* [Извлечённый текст]
===============

Одной из главных задач рассказчика о прошлом было толкование знамений[872]. Они связывали воедино Божественный и земной мир, напоминали о близости последних времен, транслировали сокровенное знание о постоянном Присутствии Бога в земной истории (Исх. 10:1–2; 1 Цар. 3:1). Как бы ни были сильны эсхатологические предчувствия писателей, такая работа была скорее обыденным, в широком смысле природоведческим, наблюдением, в котором авторитетный автор, как правило духовное лицо, осторожно определял знаки свыше, изредка соотнося природные явления с историческими событиями[873].
Образцом описания небесных явлений для летописцев были византийские хроники. Как показал Саймон Франклин, уже в ранних переводах отрывков из Хроники Георгия Мниха определились и существенные расхождения между русской историографической традицией и византийской: летописцы – в отличие от хронистов – в большей мере интересовались затмениями, чем кометами, описанием катастроф – чем упоминанием о них, библейской референцией, связью астрономических явлений с земными событиями – чем точностью определения природы явлений[874].
Не боясь впасть в противоречие, летописец старался представить значение, их добрые и злые последствия. В XIV в. появляются иконные и храмовые чудеса, которые рассматривались в качестве знамений. В XV в. в летописи проникают видения, которые до того были характерны для патериков, житий и риторских жанров. К XVI в. в качестве знаков начинают читать повреждения в церковных строениях[875].
Чтение значений породило свою герменевтику, которой учили специально. Первое известное ныне «руководство» по толкованию исторических событий в северо-восточных русских землях обнаруживается в Московском летописном своде. Перечислив под 1470–1471 (6979) г. новгородские знамения, предвещавшие скорую войну Великого Новгорода с Великим княжеством Московским, летописец оставил следующее размышление:
Сицева бо знамения не бываютъ никогда на добро, но точию к гладу или к мору, или къ кровопролитию и к пленению, яко же и в прежние времена, когда беху царие из родов израильстии, пророци и прочии, прежъ техъ и по них, и до сего дни. И егда нечто явится в солнци или в луне знамение и в звездах и въ всем прочем от тварей еже нѣсть по обычаю, и тогда вся тая въписоваху въ времянныа книги, еже глаголются криница. По сем же пакы в лѣтописаниа въ дни коего будет царя или пророка глаголюще сице: в лета и во дни Давыда царя или Соломона и Исаиа пророка или Езекѣя царя, или Ахазя царя, бысть сие или ино. Сиа же являхуся и в нынѣшнее времена, еже и очи наши видяху[876].

===============

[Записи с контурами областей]

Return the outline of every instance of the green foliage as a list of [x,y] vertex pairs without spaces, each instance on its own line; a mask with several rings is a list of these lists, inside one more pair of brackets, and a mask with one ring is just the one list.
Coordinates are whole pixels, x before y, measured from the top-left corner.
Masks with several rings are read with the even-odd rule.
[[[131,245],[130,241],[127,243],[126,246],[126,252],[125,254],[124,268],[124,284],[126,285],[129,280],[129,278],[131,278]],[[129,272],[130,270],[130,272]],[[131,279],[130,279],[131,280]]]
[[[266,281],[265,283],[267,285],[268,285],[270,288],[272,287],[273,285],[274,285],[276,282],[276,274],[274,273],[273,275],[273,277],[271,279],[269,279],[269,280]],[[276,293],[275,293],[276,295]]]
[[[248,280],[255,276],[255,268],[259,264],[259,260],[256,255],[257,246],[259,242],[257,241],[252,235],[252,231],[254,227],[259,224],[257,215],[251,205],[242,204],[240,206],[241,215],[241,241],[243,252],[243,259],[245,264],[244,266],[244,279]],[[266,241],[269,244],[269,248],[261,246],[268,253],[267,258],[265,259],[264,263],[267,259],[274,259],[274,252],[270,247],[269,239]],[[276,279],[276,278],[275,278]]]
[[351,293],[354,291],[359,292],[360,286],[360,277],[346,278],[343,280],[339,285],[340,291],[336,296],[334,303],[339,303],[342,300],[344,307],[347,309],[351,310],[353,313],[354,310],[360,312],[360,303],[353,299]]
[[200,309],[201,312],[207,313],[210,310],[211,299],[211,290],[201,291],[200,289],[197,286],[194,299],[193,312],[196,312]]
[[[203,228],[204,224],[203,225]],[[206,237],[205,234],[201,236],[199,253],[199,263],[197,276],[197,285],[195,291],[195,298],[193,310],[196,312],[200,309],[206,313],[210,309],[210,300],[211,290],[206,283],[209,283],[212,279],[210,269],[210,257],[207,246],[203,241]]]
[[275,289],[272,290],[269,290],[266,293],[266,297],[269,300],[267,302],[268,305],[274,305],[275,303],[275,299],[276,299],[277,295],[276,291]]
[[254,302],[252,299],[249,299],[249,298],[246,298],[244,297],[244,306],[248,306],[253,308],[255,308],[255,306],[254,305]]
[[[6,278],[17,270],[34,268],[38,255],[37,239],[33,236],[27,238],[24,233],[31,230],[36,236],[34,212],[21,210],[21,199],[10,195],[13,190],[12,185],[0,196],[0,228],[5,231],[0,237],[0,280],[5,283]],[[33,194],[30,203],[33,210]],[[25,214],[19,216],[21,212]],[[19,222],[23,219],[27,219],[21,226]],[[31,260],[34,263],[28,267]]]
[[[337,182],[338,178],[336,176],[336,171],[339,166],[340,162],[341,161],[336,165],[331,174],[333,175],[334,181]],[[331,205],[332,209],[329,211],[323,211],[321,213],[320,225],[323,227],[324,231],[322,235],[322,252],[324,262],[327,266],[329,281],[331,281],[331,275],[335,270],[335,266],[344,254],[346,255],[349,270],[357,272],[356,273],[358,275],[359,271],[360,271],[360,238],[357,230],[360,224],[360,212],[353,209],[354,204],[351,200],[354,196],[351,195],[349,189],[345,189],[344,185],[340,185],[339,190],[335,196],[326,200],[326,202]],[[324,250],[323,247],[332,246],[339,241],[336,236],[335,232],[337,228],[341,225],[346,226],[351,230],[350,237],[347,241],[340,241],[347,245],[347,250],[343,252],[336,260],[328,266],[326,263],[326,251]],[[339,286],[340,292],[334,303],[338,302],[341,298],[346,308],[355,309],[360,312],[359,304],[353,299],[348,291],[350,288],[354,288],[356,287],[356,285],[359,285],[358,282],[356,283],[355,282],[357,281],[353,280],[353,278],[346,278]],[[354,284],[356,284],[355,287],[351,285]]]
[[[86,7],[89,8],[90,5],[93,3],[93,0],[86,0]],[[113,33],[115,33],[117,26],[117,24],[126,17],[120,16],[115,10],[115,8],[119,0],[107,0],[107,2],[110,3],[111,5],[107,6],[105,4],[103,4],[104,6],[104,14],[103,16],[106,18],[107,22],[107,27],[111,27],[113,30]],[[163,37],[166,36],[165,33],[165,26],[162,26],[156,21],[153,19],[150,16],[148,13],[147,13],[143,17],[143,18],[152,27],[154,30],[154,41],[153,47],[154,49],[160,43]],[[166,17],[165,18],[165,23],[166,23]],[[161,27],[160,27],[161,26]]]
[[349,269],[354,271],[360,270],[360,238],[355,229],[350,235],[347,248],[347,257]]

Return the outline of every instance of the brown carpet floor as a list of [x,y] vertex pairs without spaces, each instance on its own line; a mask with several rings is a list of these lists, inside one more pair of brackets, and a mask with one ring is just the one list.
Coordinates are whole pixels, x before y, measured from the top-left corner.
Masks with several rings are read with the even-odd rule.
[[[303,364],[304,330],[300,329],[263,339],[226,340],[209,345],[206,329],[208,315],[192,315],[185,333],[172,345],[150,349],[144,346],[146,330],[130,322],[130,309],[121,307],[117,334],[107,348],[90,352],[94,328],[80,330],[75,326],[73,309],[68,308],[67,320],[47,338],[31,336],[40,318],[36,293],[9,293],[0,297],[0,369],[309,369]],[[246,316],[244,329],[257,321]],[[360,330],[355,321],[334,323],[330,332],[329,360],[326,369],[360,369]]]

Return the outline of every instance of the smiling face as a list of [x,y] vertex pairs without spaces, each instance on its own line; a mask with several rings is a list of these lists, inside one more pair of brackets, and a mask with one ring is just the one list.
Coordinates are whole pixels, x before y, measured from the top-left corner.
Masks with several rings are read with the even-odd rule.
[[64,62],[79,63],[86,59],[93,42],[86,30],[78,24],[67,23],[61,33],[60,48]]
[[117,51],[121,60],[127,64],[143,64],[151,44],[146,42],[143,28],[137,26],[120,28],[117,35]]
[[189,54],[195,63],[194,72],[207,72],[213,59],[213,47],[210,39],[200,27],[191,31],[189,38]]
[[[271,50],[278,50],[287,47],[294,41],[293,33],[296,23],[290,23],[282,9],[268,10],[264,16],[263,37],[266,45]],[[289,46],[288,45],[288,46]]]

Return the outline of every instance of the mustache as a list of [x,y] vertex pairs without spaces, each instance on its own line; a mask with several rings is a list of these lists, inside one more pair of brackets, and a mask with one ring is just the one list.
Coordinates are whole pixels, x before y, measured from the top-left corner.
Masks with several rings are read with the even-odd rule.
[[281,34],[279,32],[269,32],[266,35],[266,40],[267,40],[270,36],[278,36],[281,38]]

===============

* [Условия задания]
Продолжите, пожалуйста, текст о толковании знамений в русских летописях, начиная сразу после его последнего предложения.

* [Результат упражнения]
Неизвестный автор свода проводит поистине терминологические разграничения между хроникой и летописанием. Разница между ними заключается прежде всего в последовательности фиксации происшествия. Сначала сведения о событии заносятся во «временные книги». Это черновик летописи и ее непосредственный источник. Слово «криница» разъясняется в словарных Азбуковниках примерно того же или чуть более позднего времени как «книга, в ней же повѣдает бывшая дѣяния и вещи в мимошедших временех»[877]. Следовательно, это может быть кодекс, где записаны рассказы о прошлом, о «первых временах». В Соловецком Азбуковнике от статьи «криница» проведена отсылка к статьям «естирия» (держава) и «естиарския», то есть «державственыя, сиреч повѣдающыя книги о бывших державах царств» или «царственыя книги»[878]. Так совмещены значения несходных слов «криница» и «кроника», которое в Азбуковниках переведено как «держава»[879].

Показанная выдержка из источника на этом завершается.